* Begin Input records *
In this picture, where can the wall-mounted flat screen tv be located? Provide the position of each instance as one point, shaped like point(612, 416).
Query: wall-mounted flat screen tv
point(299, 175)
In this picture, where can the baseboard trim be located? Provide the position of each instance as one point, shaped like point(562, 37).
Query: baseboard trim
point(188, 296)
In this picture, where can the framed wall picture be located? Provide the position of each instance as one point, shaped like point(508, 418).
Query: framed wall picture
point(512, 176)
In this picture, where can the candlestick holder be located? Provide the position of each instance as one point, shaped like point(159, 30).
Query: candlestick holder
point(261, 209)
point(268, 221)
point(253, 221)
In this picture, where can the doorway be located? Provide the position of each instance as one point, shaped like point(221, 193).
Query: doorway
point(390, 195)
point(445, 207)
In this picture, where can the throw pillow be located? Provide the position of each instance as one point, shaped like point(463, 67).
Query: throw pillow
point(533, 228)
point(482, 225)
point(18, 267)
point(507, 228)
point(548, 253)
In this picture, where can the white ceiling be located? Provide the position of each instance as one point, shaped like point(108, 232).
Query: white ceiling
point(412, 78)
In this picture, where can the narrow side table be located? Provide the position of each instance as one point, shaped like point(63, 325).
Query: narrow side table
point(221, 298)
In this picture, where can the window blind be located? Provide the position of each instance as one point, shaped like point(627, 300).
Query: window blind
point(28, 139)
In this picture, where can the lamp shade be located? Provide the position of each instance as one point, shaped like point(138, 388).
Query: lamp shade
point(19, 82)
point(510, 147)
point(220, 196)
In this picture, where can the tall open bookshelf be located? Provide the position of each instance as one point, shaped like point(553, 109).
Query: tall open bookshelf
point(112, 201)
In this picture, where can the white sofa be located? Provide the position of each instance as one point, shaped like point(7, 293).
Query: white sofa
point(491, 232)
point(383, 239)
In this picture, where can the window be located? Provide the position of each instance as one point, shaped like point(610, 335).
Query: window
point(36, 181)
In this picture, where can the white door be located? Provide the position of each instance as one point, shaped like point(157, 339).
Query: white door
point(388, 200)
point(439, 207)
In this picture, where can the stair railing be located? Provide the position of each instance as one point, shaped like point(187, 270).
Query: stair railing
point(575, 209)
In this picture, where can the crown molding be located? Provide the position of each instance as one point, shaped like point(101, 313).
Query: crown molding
* End Input records *
What you need to do =
Rewrite the entries from the start through the line containing "point(512, 176)", putting "occurrence" wherever "instance" appears and leaving everything else as it is.

Task solution =
In this picture, where can the wall-mounted flat screen tv be located? Provide the position of each occurrence as one point, shaped like point(612, 416).
Query: wall-mounted flat screen tv
point(299, 175)
In this picture, where can the baseboard trim be located? Provide the position of each occurrence as one point, shaped like point(562, 37).
Query: baseboard trim
point(188, 296)
In this picture, where can the framed wall picture be located? Provide the position of each occurrence as one point, shaped like point(508, 418).
Query: framed wall picture
point(512, 176)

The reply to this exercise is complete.